• _Dataset excerpts_:
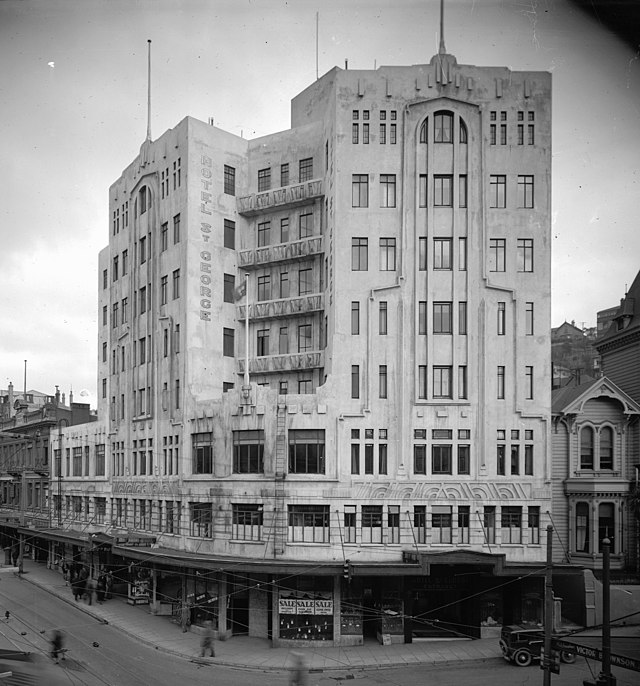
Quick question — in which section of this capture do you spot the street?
[0,575,638,686]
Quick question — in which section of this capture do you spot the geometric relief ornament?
[350,481,531,500]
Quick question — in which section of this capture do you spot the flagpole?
[244,274,249,387]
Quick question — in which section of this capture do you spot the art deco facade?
[10,45,551,644]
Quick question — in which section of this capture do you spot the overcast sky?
[0,0,640,406]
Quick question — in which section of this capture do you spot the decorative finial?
[438,0,447,55]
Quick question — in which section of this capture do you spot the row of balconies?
[236,293,324,321]
[238,236,324,270]
[238,351,324,374]
[236,179,323,216]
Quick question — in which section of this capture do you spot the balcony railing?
[236,293,324,321]
[238,351,324,374]
[238,236,324,269]
[236,179,323,216]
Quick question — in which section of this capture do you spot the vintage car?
[500,625,576,667]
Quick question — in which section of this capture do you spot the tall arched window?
[600,426,613,469]
[419,119,429,143]
[576,503,590,553]
[433,111,453,143]
[580,426,593,469]
[598,503,616,553]
[460,119,468,143]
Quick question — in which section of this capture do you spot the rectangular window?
[378,300,387,336]
[289,429,328,476]
[511,443,520,475]
[362,505,382,543]
[351,174,369,207]
[524,444,533,476]
[418,364,427,400]
[418,236,427,272]
[299,212,313,238]
[518,174,533,209]
[224,164,236,195]
[233,429,264,474]
[231,503,263,541]
[458,174,467,207]
[380,174,396,207]
[500,505,522,543]
[160,276,169,305]
[433,238,452,269]
[258,221,271,248]
[458,364,467,400]
[524,365,533,400]
[524,302,533,336]
[256,274,271,302]
[378,443,388,474]
[498,302,507,336]
[280,162,289,186]
[431,505,452,543]
[489,174,507,209]
[418,300,427,336]
[458,300,467,336]
[351,238,369,272]
[298,324,313,353]
[222,329,235,357]
[380,238,396,272]
[496,365,504,400]
[173,269,180,300]
[527,506,540,545]
[431,445,453,474]
[482,505,496,545]
[173,214,180,245]
[433,367,452,398]
[278,326,289,355]
[351,300,360,336]
[458,445,471,474]
[299,157,313,183]
[351,364,360,398]
[223,274,236,303]
[280,272,289,298]
[224,219,236,250]
[280,217,289,243]
[433,302,453,334]
[298,268,313,295]
[378,364,387,398]
[258,167,271,193]
[189,503,213,538]
[351,443,360,474]
[489,238,506,272]
[256,329,269,357]
[191,431,213,474]
[433,174,453,207]
[518,238,533,272]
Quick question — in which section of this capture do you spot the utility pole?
[542,524,553,686]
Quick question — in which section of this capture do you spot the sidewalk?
[13,560,501,671]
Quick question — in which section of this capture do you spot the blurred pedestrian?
[200,619,216,657]
[289,653,309,686]
[51,629,66,664]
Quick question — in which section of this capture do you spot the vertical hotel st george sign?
[200,155,213,322]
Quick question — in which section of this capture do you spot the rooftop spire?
[147,40,151,141]
[438,0,447,55]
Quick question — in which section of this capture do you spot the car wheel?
[513,649,531,667]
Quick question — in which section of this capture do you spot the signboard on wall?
[278,591,333,615]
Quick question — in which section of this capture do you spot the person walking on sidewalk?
[51,629,66,664]
[200,619,216,657]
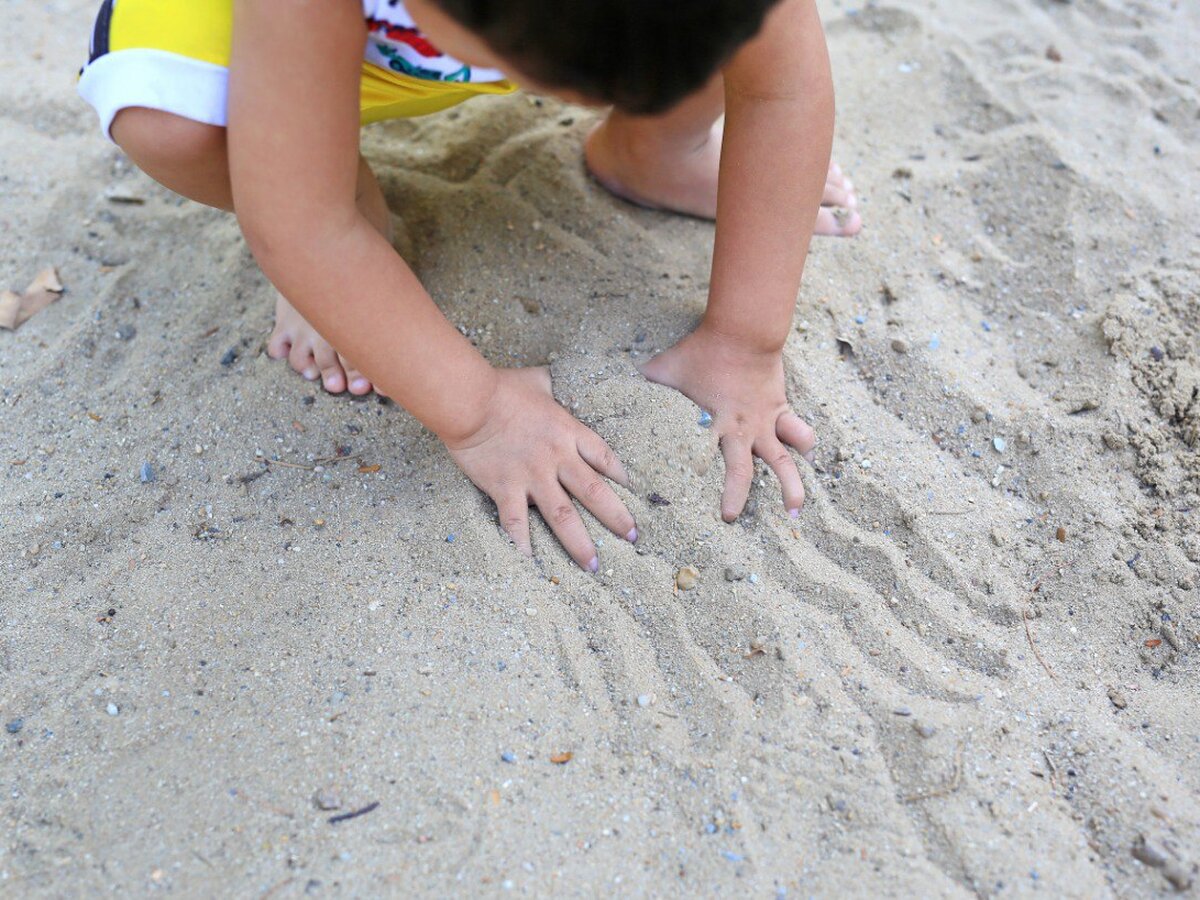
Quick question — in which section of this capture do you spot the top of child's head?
[408,0,778,115]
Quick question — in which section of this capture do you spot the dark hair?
[434,0,778,114]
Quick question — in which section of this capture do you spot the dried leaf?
[25,266,62,294]
[0,268,62,331]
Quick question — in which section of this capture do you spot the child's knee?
[112,107,226,175]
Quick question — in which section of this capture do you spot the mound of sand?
[0,0,1200,898]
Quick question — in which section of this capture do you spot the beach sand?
[0,0,1200,898]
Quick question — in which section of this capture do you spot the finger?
[755,440,804,518]
[496,497,533,557]
[533,481,600,572]
[775,412,817,466]
[575,431,629,487]
[721,438,754,522]
[558,461,637,544]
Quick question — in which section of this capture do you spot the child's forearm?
[246,216,496,442]
[703,0,834,352]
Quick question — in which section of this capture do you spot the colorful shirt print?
[362,0,504,84]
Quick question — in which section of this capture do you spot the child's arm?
[228,0,636,571]
[643,0,834,521]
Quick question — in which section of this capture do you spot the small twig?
[329,800,379,824]
[1021,581,1057,678]
[260,454,362,472]
[904,744,966,803]
[1042,748,1058,787]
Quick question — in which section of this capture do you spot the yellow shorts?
[79,0,516,134]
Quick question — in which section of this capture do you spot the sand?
[0,0,1200,898]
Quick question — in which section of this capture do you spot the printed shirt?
[362,0,504,84]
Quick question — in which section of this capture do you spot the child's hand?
[642,325,816,522]
[446,368,637,572]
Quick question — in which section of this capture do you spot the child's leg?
[586,76,863,236]
[112,107,391,395]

• _Problem to solve_: Rewrite all of the data above with "capture" replaced by "photo" throughout, keeping everything else unchanged. Leave out the pictures.

• _Problem solution_:
Quick question — in which section of this photo do you spot the street?
[0,575,638,686]
Quick question — in which section of this photo do you spot the geometric relief ornament?
[350,481,531,500]
Quick question — in which section of this photo do you spot the flagpole?
[244,274,249,387]
Quick question — in which section of this photo do you spot the art deco facade?
[10,45,551,644]
Quick question — in which section of this photo do you spot the overcast sky?
[0,0,640,406]
Quick question — in which section of this photo do you spot the decorative finial?
[438,0,447,55]
Quick question — in which section of this photo do you spot the row of balconies?
[236,293,324,321]
[238,236,324,270]
[238,351,324,374]
[236,179,323,216]
Quick question — in which section of this photo do you spot the balcony railing?
[236,293,324,321]
[238,351,324,374]
[238,236,324,269]
[236,179,323,216]
Quick question — in which section of this photo do you spot the vintage car?
[500,625,576,667]
Quick question — in which section of this photo do you spot the tall arched window?
[600,426,613,469]
[419,119,429,143]
[576,503,590,553]
[433,111,453,143]
[580,426,593,469]
[598,503,616,553]
[460,119,468,143]
Quick question — in which section of this photo do you spot the rectangular window?
[378,300,387,336]
[289,429,328,476]
[511,443,520,475]
[362,505,382,543]
[351,174,369,207]
[524,444,533,476]
[418,364,427,400]
[418,236,427,272]
[299,212,313,238]
[518,174,533,209]
[224,164,236,195]
[233,429,264,474]
[231,503,263,541]
[458,174,467,207]
[380,174,396,207]
[500,505,522,543]
[160,276,169,305]
[433,238,452,269]
[258,221,271,248]
[458,364,467,400]
[524,365,533,400]
[524,302,533,336]
[256,274,271,302]
[378,443,388,474]
[498,302,507,336]
[280,162,289,186]
[431,505,452,543]
[489,174,507,209]
[418,300,427,336]
[458,300,467,336]
[351,238,369,272]
[298,324,313,353]
[222,329,235,357]
[380,238,396,272]
[496,365,504,400]
[173,269,180,300]
[527,506,540,545]
[431,445,453,474]
[482,505,496,545]
[173,214,180,245]
[433,367,452,398]
[278,326,289,355]
[351,300,360,336]
[458,445,471,474]
[299,157,313,183]
[351,364,360,398]
[223,274,236,303]
[280,272,289,298]
[224,219,236,250]
[280,217,289,243]
[433,302,453,334]
[298,268,313,295]
[378,364,387,398]
[258,167,271,193]
[189,503,213,538]
[351,443,360,474]
[489,238,506,272]
[256,329,269,357]
[191,431,213,474]
[433,174,453,207]
[518,238,533,272]
Quick question — in which section of this photo do you spot the utility pole?
[542,524,553,686]
Quick question — in which section of this photo do you spot the sidewalk?
[13,560,501,671]
Quick question — in which section of this photo do you spot the blurred pedestrian?
[200,619,216,657]
[289,653,309,686]
[51,629,66,664]
Quick question — in which section of this photo do you spot the vertical hotel st george sign?
[200,155,213,322]
Quick question — in which section of this photo do you spot the rooftop spire?
[147,40,151,141]
[438,0,447,55]
Quick question — in which section of this photo do you spot the car wheel?
[513,649,531,667]
Quick question — in which section of this photo do you spot the signboard on wall?
[278,591,333,615]
Quick question — in which section of this photo do you spot the person walking on sidewalk?
[51,629,66,664]
[200,619,216,657]
Quick question — in which section of this photo do you spot the top of child's head?
[408,0,778,115]
Quick question — in which section of this photo do you spot the dark hair?
[434,0,778,114]
Quick question — in which section of this photo do you spot the dried leaf?
[25,266,62,294]
[0,268,62,331]
Quick question — in which section of this photo do you spot the child's knee?
[112,107,226,175]
Quick question — in which section of this photo do you spot the mound of sand?
[0,0,1200,898]
Quick question — in which section of this photo do you spot the beach sand?
[0,0,1200,898]
Quick question — in which section of this photo do you spot the finger?
[755,440,804,518]
[496,497,533,557]
[533,481,600,572]
[775,412,817,466]
[575,431,629,487]
[721,438,754,522]
[558,461,637,544]
Quick question — in which section of this photo do you spot the child's forearm?
[246,216,496,442]
[703,0,834,352]
Quick question — in which section of this photo do you spot the colorful shirt print?
[362,0,504,84]
Quick question — in which section of this photo do you spot the child's arm?
[228,0,636,571]
[643,0,834,521]
Quick question — in which section of this photo do you spot the small twig?
[329,800,379,824]
[1021,581,1057,678]
[260,454,362,472]
[904,744,966,803]
[1042,748,1058,787]
Quick question — in which section of this photo do you spot the yellow shorts?
[79,0,516,134]
Quick question — in which section of this photo do you spot the sand?
[0,0,1200,898]
Quick question — in which section of this photo do you spot the printed shirt?
[362,0,504,84]
Quick question — in which section of this photo do you spot the child's hand?
[642,325,816,522]
[446,368,637,572]
Quick question — in which section of this photo do you spot the child's leg?
[586,76,863,236]
[112,107,391,395]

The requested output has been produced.